(Objective): Rewrite the rows below as a two-column CSV with the headers "request" and "answer", one line per row. Put each row's text and its answer in a single quoted field, with line breaks replaced by spaces.
===============
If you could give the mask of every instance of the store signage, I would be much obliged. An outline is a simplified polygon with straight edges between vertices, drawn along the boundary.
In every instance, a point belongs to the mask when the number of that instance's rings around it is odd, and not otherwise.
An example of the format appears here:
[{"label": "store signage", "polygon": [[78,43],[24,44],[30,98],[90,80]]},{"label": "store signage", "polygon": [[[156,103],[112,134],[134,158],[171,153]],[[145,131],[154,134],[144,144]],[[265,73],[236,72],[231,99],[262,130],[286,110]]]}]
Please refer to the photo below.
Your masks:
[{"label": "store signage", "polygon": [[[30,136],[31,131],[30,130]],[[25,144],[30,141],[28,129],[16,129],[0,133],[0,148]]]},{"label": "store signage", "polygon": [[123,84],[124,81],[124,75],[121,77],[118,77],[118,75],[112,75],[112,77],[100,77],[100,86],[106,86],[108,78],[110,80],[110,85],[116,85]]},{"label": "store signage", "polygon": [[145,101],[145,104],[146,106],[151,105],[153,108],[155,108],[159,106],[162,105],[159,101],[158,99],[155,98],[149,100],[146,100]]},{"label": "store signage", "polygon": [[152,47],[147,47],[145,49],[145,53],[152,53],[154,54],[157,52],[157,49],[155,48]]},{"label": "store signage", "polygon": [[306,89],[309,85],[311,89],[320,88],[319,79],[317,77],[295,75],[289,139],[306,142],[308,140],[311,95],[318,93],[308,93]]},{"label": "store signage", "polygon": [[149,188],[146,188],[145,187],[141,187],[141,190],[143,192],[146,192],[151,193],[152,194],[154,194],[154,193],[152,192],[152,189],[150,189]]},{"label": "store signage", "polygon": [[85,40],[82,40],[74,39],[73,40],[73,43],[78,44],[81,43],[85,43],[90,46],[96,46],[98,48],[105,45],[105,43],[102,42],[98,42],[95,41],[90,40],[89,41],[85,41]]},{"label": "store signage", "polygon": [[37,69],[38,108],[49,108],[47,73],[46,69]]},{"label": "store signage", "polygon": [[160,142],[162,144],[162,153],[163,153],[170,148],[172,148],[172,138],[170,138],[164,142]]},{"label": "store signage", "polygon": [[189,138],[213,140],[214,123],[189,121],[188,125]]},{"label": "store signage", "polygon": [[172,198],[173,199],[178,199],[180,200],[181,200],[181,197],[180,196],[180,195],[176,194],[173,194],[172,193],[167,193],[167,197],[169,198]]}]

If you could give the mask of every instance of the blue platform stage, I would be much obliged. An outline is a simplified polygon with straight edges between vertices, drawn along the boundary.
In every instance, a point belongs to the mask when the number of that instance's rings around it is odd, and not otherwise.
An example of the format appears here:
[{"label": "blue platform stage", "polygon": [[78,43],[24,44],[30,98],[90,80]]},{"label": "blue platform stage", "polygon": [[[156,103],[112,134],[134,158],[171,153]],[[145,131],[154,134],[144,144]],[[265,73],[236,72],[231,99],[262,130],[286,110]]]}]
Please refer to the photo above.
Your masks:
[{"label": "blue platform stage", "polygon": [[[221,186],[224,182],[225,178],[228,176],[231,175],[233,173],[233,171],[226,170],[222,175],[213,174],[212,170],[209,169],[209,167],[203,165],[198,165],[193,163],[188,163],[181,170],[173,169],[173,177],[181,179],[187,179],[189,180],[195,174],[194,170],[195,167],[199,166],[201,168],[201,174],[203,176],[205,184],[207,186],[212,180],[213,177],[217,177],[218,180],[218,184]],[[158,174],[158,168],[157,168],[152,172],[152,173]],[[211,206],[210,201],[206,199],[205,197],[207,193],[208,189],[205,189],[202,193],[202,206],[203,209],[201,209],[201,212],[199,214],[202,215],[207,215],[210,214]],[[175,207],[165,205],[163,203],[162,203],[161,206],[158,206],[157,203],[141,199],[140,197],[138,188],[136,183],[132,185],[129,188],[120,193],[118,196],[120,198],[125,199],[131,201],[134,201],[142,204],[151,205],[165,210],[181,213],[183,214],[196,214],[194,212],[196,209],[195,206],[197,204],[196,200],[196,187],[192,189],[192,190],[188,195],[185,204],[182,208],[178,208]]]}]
===============
(Task result):
request,answer
"If you could give the mask of every instance of the store signage, I would be much obliged. An outline is a simplified polygon with straight edges between vertices, drawn along the boundary. In every instance, a point belongs to the mask when the number of that instance's rings around it is odd, and not otherwise. An example of the format appears here: [{""label"": ""store signage"", ""polygon"": [[78,43],[24,44],[30,98],[90,80]]},{""label"": ""store signage"", ""polygon"": [[[156,103],[112,134],[134,158],[171,153]],[[145,131],[154,134],[144,144]],[[265,73],[236,72],[231,99],[262,130],[286,110]]]}] Please refer to the photo below. Your masks:","[{""label"": ""store signage"", ""polygon"": [[[30,136],[31,131],[30,130]],[[25,144],[30,141],[28,129],[16,129],[0,133],[0,148]]]},{""label"": ""store signage"", ""polygon"": [[123,84],[124,81],[124,75],[121,77],[118,77],[118,75],[112,75],[112,77],[100,77],[100,86],[106,86],[108,78],[110,80],[110,85],[116,85]]},{""label"": ""store signage"", ""polygon"": [[145,101],[145,104],[146,106],[151,105],[153,108],[155,108],[159,106],[162,105],[159,101],[158,99],[155,98],[149,100],[146,100]]},{""label"": ""store signage"", ""polygon"": [[152,47],[147,47],[145,49],[145,53],[152,53],[154,54],[157,52],[157,49],[155,48]]},{""label"": ""store signage"", ""polygon"": [[306,89],[309,85],[311,89],[320,88],[319,79],[317,77],[295,75],[289,139],[306,142],[308,140],[311,95],[318,93],[308,93]]},{""label"": ""store signage"", ""polygon"": [[149,188],[146,188],[145,187],[141,187],[141,190],[143,192],[146,192],[151,193],[152,194],[154,194],[154,193],[152,192],[152,189],[150,189]]},{""label"": ""store signage"", ""polygon"": [[85,40],[82,40],[74,39],[73,40],[73,43],[78,44],[81,43],[85,43],[90,46],[96,46],[98,48],[105,45],[105,43],[102,42],[98,42],[95,41],[90,40],[89,41],[85,41]]},{""label"": ""store signage"", ""polygon"": [[37,69],[38,108],[49,108],[47,73],[46,69]]},{""label"": ""store signage"", ""polygon"": [[160,142],[162,144],[162,153],[163,153],[170,148],[172,148],[172,138],[170,138],[164,142]]},{""label"": ""store signage"", ""polygon"": [[189,138],[213,140],[214,123],[189,121],[188,125]]},{""label"": ""store signage"", ""polygon"": [[172,198],[173,199],[178,199],[180,200],[181,200],[181,197],[180,196],[180,195],[176,194],[173,194],[172,193],[167,193],[167,197],[169,198]]}]"
"If you could give the mask of every instance of the blue platform stage, I would be much obliged. An outline is a simplified polygon with straight edges between vertices, drawn along the boundary. In every instance, a point belongs to the mask when the number of that instance's rings around it is odd, and not otherwise. An example of the format appears here: [{""label"": ""blue platform stage"", ""polygon"": [[78,43],[24,44],[30,98],[90,80]]},{""label"": ""blue platform stage"", ""polygon"": [[[156,103],[112,134],[134,158],[171,153]],[[145,131],[154,134],[144,144]],[[265,73],[236,72],[231,99],[262,130],[286,110]]]}] Please refer to the photo above. Your masks:","[{""label"": ""blue platform stage"", ""polygon"": [[[221,186],[224,182],[225,178],[228,176],[231,175],[233,173],[233,171],[226,170],[222,175],[213,174],[212,170],[209,169],[209,167],[203,165],[198,165],[193,163],[188,163],[181,170],[173,169],[173,177],[181,179],[187,179],[189,180],[195,174],[194,170],[195,167],[199,166],[201,168],[201,174],[203,176],[205,184],[207,186],[212,180],[213,177],[217,177],[218,180],[218,184]],[[158,174],[158,168],[157,168],[152,172],[152,173]],[[211,206],[210,201],[206,199],[205,197],[207,193],[208,189],[205,189],[202,193],[202,206],[203,209],[201,209],[201,212],[199,214],[202,215],[207,215],[210,214]],[[175,207],[165,205],[163,203],[162,203],[161,206],[158,206],[157,203],[141,199],[140,197],[138,188],[136,183],[132,185],[129,188],[120,193],[118,196],[120,198],[125,199],[131,201],[134,201],[142,204],[151,205],[165,210],[181,213],[183,214],[196,214],[194,212],[196,209],[195,206],[197,204],[196,200],[196,187],[192,189],[192,190],[188,195],[185,204],[182,208],[178,208]]]}]"